── Task inputs

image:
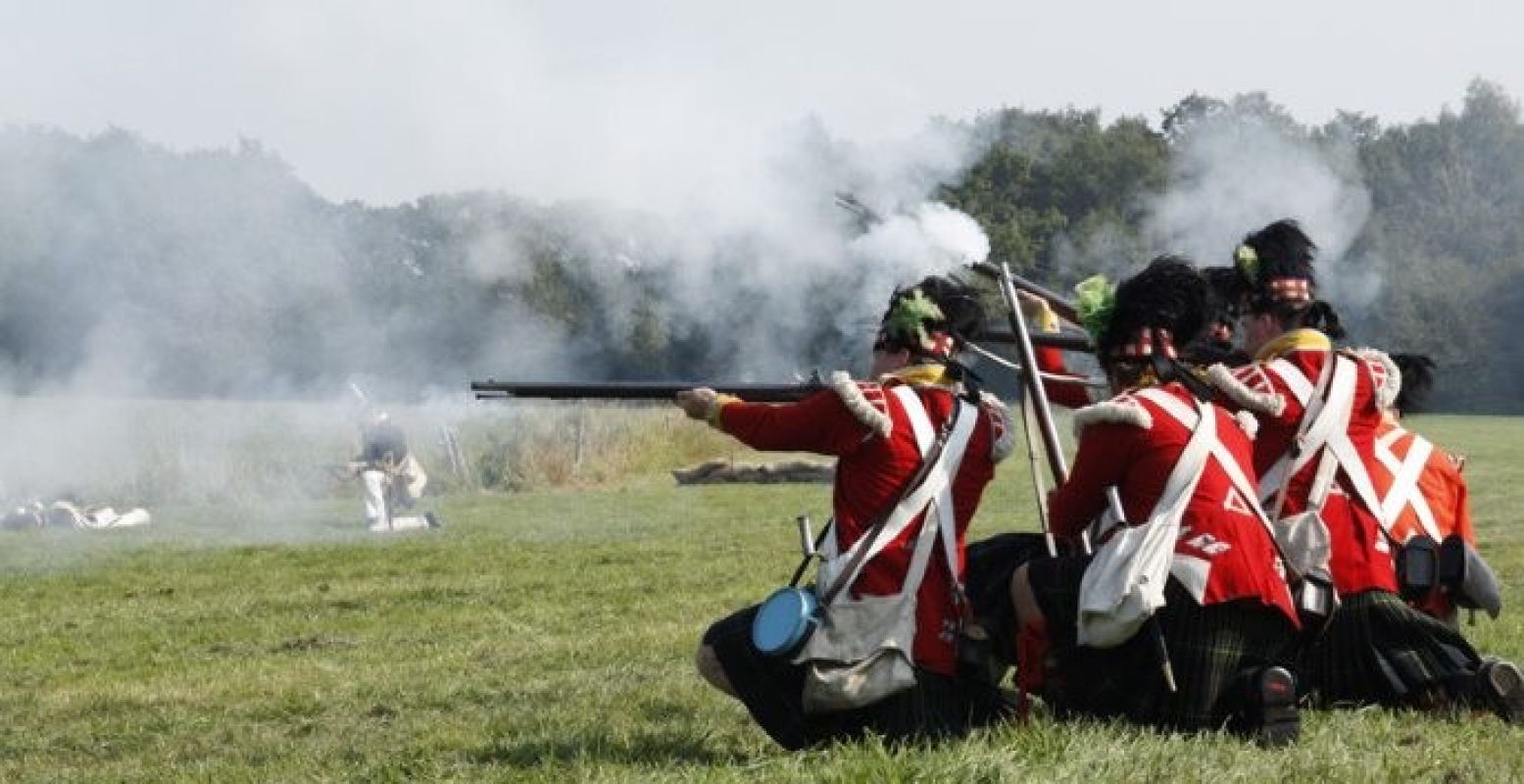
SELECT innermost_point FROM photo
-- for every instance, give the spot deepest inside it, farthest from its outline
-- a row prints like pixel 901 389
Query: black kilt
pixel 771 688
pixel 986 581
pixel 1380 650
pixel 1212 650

────
── Task inputs

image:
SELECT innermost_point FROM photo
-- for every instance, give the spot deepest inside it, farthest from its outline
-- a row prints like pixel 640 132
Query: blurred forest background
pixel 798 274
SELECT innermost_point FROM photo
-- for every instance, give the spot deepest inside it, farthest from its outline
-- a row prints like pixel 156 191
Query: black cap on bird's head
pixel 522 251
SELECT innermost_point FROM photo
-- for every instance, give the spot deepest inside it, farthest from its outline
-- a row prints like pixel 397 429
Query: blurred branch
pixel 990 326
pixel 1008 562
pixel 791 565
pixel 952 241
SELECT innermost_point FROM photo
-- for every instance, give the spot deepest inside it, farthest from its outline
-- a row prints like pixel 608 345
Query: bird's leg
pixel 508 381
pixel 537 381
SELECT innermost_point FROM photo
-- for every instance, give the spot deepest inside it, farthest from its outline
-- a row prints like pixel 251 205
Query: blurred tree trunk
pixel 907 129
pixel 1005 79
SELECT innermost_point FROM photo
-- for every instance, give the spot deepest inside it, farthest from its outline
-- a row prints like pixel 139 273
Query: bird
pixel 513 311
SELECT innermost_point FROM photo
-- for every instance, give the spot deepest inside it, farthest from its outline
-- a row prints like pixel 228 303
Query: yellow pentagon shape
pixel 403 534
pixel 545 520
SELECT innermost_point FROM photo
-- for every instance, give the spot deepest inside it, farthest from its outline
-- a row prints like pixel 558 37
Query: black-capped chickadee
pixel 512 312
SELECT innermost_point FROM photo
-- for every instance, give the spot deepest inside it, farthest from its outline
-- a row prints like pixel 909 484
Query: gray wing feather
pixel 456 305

────
── Task inputs

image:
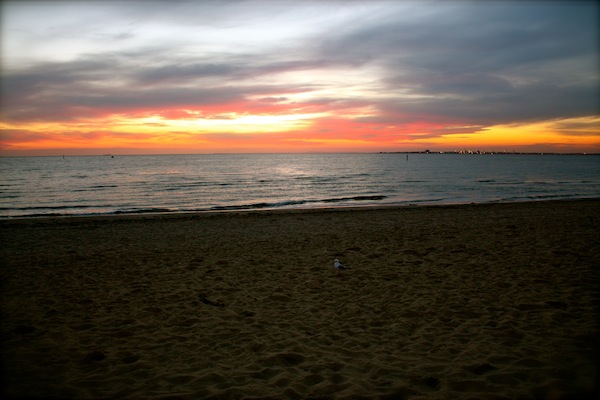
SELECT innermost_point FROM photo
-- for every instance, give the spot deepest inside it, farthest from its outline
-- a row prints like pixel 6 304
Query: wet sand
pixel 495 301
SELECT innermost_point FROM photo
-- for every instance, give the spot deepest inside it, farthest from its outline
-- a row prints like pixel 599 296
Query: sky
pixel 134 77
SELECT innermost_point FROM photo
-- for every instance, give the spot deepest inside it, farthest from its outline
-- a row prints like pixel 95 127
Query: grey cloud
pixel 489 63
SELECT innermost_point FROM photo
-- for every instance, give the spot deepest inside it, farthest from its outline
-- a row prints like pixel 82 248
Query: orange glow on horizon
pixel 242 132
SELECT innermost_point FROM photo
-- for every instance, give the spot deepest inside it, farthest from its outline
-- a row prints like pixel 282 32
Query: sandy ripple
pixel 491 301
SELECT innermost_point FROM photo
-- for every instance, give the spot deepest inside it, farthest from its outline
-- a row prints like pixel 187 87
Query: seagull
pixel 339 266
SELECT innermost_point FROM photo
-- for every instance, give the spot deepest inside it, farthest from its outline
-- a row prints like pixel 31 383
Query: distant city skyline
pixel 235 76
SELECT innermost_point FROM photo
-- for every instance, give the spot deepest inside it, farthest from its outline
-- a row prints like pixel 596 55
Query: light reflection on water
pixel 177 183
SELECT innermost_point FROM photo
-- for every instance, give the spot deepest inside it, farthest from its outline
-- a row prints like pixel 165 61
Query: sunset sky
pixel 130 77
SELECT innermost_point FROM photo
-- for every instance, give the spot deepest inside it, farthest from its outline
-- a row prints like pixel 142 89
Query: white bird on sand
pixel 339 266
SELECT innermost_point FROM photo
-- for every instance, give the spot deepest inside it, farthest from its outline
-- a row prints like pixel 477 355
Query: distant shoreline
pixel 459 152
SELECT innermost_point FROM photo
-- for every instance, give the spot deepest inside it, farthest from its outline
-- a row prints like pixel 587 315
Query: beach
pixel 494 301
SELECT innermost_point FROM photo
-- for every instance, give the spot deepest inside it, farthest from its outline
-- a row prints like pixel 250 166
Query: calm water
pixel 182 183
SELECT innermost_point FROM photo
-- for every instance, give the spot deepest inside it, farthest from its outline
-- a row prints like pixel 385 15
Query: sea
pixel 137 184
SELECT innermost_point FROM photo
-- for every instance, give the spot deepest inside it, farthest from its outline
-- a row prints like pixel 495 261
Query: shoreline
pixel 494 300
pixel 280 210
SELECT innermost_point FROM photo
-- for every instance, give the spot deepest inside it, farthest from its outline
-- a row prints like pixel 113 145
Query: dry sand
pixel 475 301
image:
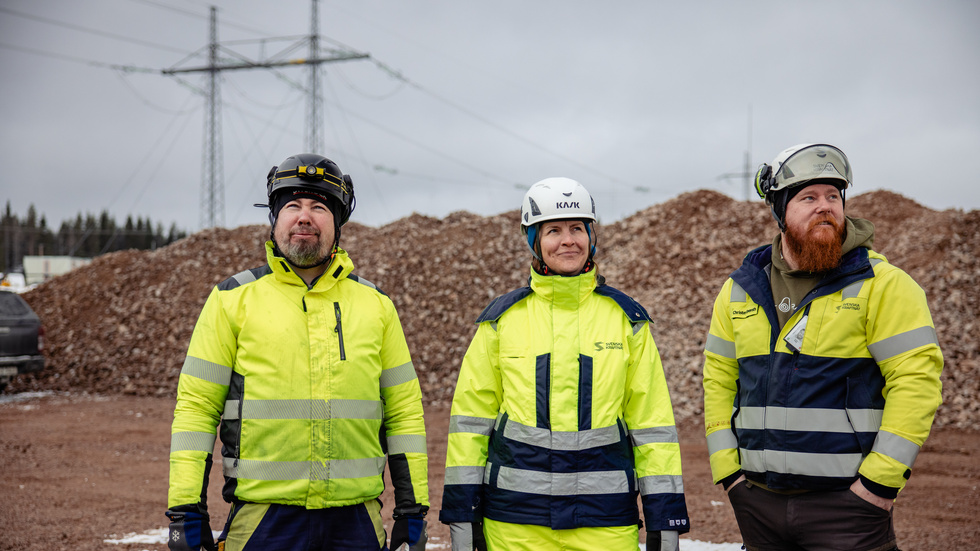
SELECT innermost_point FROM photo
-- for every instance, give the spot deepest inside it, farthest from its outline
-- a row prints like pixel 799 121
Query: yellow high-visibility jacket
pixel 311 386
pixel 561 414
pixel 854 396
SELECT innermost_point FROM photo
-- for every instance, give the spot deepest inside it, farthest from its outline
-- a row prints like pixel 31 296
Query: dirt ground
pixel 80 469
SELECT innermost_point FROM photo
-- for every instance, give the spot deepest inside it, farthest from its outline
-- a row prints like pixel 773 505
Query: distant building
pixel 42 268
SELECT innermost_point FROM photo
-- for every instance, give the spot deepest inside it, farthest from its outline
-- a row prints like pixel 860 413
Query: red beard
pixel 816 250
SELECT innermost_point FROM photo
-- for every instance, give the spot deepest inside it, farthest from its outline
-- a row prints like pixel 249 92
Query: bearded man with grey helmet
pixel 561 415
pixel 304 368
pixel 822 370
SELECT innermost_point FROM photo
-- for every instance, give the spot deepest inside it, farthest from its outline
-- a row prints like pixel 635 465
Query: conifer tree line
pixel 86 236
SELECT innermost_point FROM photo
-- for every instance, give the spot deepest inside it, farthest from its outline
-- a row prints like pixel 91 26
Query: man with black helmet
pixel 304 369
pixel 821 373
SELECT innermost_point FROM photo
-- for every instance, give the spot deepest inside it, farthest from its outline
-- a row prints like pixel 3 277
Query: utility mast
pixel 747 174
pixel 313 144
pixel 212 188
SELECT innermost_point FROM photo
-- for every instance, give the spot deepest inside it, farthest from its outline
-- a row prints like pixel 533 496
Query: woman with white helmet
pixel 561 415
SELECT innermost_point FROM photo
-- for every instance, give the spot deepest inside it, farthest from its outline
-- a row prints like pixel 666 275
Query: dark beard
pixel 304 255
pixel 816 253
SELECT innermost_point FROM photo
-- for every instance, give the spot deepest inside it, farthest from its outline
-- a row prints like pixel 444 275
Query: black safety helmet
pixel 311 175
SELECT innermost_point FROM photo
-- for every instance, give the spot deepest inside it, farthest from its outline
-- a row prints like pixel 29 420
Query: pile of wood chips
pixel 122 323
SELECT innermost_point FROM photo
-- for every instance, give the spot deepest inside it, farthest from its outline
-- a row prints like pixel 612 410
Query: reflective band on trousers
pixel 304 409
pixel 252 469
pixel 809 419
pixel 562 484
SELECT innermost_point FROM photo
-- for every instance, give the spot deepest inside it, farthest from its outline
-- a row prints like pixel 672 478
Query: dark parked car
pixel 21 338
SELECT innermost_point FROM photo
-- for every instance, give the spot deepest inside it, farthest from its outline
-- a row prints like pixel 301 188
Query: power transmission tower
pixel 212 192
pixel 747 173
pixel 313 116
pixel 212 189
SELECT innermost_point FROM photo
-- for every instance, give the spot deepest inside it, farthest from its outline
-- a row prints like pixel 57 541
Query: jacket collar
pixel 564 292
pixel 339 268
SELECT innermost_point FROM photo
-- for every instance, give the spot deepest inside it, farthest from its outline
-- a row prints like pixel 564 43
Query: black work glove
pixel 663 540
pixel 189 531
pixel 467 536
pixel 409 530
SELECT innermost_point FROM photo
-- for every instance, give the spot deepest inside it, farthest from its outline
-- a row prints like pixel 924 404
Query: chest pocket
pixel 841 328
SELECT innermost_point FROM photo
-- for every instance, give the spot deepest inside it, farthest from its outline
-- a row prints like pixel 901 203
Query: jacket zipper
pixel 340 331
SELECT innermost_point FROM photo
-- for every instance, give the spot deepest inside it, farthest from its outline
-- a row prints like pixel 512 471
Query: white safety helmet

────

### [Task prompt]
Which lines in the entries above contain the word "shoreline"? Locate each one and copy it in full.

### [Solution to this task]
Query: distant shoreline
Query: shoreline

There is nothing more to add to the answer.